START SELECTED EXTRACT

= Private secretary =

Civil servant

A private secretary is a civil servant in a governmental department or ministry, responsible to a secretary of state or minister; or a public servant in a royal household, responsible to a member of the royal family; or a civil servant working for a senior member of the judiciary.

The role exists in the civil service of the United Kingdom and several Commonwealth countries including Australia, India and New Zealand as well as other countries influenced by the Westminster system. A private secretary is normally of middle management level; however, as the key official responsible for disseminating ministers' decisions and guidance on matters of policy, and as their gatekeeper, the role is of considerably greater significance than their grade would suggest. Depending on the status of the political principal the official works for, they may be aided by an assistant private secretary, or head a private office.

A principal private secretary, or senior private secretary, is a senior civil servant who runs a cabinet minister's private office. The Lady or Lord Chief Justice of England and Wales is also supported by a principal private secretary. A similar role to a principal private secretary in the United States federal government would be chief of staff.

In the United Kingdom, the private secretary to the sovereign is viewed as being equivalent to a permanent secretary, the head of a government department.

==In the United Kingdom==

=== Government ===
The role of the private secretary to a secretary of state originated in the 18th century. Today, a junior minister may have a three-person private office consisting of a private secretary (PS) and two assistant private secretaries (APS); whereas a more senior minister may have a five-person private office consisting of a senior private secretary, private secretary and three assistant private secretaries. The same applies to a Cabinet-level minister's private office but on a larger scale, due to a cabinet minister usually being responsible for entire government departments and agencies.

END SELECTED EXTRACT
START DATA FOR THIS TASK

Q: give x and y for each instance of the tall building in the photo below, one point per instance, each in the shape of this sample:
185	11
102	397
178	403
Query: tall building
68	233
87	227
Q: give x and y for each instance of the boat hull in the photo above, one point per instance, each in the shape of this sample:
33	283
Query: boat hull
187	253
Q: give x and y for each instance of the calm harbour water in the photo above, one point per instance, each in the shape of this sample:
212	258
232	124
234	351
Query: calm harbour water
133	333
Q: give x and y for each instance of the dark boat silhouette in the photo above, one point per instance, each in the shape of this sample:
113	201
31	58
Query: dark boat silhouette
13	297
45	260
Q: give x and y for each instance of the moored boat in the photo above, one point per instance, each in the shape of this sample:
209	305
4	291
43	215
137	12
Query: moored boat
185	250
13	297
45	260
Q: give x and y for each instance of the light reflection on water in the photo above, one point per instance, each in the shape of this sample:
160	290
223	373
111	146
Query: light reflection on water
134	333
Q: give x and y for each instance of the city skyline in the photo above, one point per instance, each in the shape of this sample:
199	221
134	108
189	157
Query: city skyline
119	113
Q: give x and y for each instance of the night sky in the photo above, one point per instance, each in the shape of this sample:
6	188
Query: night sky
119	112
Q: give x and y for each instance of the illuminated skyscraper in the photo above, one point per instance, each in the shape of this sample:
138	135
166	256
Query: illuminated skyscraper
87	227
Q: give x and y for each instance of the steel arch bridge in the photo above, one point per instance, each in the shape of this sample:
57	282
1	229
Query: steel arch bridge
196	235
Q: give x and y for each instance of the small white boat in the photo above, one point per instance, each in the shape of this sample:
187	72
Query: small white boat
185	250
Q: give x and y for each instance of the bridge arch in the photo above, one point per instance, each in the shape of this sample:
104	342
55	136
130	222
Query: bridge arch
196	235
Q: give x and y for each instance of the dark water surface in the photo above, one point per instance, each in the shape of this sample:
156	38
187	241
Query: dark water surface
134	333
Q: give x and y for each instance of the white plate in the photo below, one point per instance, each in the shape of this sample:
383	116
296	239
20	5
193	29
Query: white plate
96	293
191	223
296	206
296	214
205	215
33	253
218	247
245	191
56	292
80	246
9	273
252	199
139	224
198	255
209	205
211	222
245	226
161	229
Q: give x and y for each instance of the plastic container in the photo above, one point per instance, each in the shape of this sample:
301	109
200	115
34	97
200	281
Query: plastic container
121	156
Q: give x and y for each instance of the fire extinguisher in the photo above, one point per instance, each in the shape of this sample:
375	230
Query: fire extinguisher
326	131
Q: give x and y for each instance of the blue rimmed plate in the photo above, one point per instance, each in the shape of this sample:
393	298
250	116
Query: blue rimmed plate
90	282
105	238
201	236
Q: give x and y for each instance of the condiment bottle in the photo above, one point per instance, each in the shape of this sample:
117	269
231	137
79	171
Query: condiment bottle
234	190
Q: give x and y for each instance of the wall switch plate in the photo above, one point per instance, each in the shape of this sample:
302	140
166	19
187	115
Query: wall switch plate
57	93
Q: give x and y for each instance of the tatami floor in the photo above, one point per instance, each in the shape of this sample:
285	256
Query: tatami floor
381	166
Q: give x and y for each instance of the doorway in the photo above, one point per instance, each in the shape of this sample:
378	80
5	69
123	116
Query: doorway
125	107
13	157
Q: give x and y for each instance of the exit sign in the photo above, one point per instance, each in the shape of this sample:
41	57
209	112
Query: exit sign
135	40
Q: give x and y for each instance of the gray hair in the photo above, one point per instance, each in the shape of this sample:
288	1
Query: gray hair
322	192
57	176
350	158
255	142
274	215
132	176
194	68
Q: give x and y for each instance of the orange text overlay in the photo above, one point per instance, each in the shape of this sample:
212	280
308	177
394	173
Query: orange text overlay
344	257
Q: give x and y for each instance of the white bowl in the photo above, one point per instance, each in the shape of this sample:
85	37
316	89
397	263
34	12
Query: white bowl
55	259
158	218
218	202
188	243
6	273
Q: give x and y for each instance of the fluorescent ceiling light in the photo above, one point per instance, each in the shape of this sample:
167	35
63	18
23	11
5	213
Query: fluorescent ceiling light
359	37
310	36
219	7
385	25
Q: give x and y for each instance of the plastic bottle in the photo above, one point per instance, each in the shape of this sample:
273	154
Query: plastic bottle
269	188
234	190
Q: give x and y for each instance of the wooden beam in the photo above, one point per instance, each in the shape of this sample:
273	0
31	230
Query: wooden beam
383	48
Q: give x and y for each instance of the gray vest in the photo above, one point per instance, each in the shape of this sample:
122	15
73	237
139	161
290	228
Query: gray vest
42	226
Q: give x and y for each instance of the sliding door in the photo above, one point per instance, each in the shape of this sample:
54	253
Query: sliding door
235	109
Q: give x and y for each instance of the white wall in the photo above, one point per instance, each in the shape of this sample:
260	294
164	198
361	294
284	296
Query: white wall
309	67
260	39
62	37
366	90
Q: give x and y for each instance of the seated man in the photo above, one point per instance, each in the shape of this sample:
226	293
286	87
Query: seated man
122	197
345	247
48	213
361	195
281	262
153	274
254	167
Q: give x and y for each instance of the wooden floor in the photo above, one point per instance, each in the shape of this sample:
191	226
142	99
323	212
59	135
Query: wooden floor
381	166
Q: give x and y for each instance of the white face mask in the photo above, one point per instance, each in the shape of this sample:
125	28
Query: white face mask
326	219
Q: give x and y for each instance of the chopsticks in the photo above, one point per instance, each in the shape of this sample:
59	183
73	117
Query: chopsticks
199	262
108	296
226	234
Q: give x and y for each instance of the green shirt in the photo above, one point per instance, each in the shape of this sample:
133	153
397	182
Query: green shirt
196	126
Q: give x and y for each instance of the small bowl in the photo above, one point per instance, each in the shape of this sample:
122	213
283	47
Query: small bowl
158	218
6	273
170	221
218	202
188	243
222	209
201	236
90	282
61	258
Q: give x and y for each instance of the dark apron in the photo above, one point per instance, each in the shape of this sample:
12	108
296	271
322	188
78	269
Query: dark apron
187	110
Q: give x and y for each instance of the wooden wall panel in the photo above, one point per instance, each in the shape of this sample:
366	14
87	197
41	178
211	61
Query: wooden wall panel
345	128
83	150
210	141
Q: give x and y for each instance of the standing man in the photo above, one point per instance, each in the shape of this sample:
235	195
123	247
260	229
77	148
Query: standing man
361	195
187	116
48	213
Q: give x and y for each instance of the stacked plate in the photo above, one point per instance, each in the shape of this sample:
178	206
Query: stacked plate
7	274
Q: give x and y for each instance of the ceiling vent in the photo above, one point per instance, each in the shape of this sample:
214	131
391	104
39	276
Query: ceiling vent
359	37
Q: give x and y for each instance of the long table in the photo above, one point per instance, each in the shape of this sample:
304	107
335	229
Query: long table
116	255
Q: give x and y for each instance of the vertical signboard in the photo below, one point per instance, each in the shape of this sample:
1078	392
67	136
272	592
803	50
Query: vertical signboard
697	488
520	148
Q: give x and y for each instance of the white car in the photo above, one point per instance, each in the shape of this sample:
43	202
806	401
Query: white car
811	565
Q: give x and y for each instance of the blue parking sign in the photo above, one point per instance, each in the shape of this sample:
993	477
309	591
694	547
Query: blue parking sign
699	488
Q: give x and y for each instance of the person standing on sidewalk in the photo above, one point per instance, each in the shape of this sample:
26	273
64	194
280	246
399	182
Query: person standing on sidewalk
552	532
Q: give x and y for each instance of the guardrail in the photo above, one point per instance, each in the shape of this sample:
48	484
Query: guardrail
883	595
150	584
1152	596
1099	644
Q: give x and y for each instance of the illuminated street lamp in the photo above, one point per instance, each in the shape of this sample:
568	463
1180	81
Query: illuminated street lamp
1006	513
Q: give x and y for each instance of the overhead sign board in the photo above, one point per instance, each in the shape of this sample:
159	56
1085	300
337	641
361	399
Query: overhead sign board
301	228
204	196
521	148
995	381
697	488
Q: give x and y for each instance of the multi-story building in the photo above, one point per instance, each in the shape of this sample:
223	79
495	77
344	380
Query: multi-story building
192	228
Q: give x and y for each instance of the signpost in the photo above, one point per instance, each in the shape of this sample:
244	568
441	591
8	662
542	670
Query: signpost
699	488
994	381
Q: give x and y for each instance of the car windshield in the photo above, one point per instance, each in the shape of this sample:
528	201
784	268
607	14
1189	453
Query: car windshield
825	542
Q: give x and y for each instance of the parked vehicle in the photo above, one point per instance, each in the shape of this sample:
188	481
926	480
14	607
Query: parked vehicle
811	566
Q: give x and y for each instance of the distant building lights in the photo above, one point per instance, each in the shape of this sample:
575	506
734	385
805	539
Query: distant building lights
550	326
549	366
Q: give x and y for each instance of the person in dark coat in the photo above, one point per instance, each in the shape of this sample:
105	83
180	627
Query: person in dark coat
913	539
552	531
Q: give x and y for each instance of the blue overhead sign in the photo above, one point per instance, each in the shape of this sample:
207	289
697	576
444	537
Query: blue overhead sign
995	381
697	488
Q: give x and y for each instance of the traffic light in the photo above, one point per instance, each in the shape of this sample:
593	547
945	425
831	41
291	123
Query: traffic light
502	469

END DATA FOR THIS TASK

- **TASKS**
a) Return every line of the entries that contains the word "small".
b) Extend the text on private secretaries, starting after its last sentence.

- **OUTPUTS**
a)
Q: give x and y for each instance of the small white boat in the photo above, one point per instance, each in the shape of this sample:
Query: small white boat
Q: give x and y for each instance of the small bowl in the photo above, one point per instance, each in the shape of this sample:
Query: small bowl

b)
Private secretaries who are members of the Senior Civil Service are referred to as a principal private secretary. The order of precedence is principal private secretary, senior private secretary (rarely now in existence), private secretary and assistant private secretary. A similar role to a principal private secretary in the United States federal government would be chief of staff.

The private secretary is the principal link between a government minister and officials in the department or ministry. He or she has overall responsibility for coordinating the development of the minister's policy remit, ensuring that the decisions of the minister are clearly and fully implemented by the department. In that respect a PS and an APS will often be in a position of debate with colleagues of much higher seniority, as well as be a sounding board for senior officials in the department and other ministerial private offices in Whitehall.

A PS or an APS is always in attendance with the minister at every official meeting or event to provide support; and to ensure that a member of the Civil Service, who are non-political appointees, takes a factual note of discussions and commitments made. They also have ownership of the ministerial diary, managing the minister's time with the diary secretary. This means prioritising invitations, commitments, policy briefings and submissions and parliamentary business. A PS is always the initial source of advice to Ministers on policy, parliamentary protocol, the process of cabinet government and departmental administration.

Often the PS and APS will take on specific responsibilities within the private office, dividing their minister's portfolio between them, with each PS dealing solely with policy, correspondence and diary matters relating to it. They often deputise and support other members of the PO temporarily, but would be considered subject matter experts for that area of work in the department.

Working in a private office as a private secretary or an assistant private secretary is highly desired due to widely being seen as essential for advancement to the Senior Civil Service. Although considered to be a highly rewarding and sought-after post, it is one of the most difficult when compared to others at the equivalent grade.

Depending upon the seniority of their political principal, private secretaries may be regarded as important officials in their own right; the Principal Private Secretary to the Prime Minister being the most important and is currently equivalent to a Director General in the Civil Service. Other notable positions include the Principal Private Secretary to the Secretary of State for Foreign and Commonwealth Affairs and the Private Secretary for Foreign Affairs to the Prime Minister.

A Parliamentary Private Secretary (PPS) is a member of Parliament appointed to act as unpaid assistant to a minister, and should not be confused with a private secretary.

=== The Sovereign and other royal households ===

The Private Secretary to the Sovereign is viewed as being equivalent to a Permanent Secretary, the head of a government department. Private secretaries also work in the royal households for the other working members of the British royal family. The household of the Prince of Wales, as heir apparent to the British throne, is led by a principal private secretary, who runs his private office.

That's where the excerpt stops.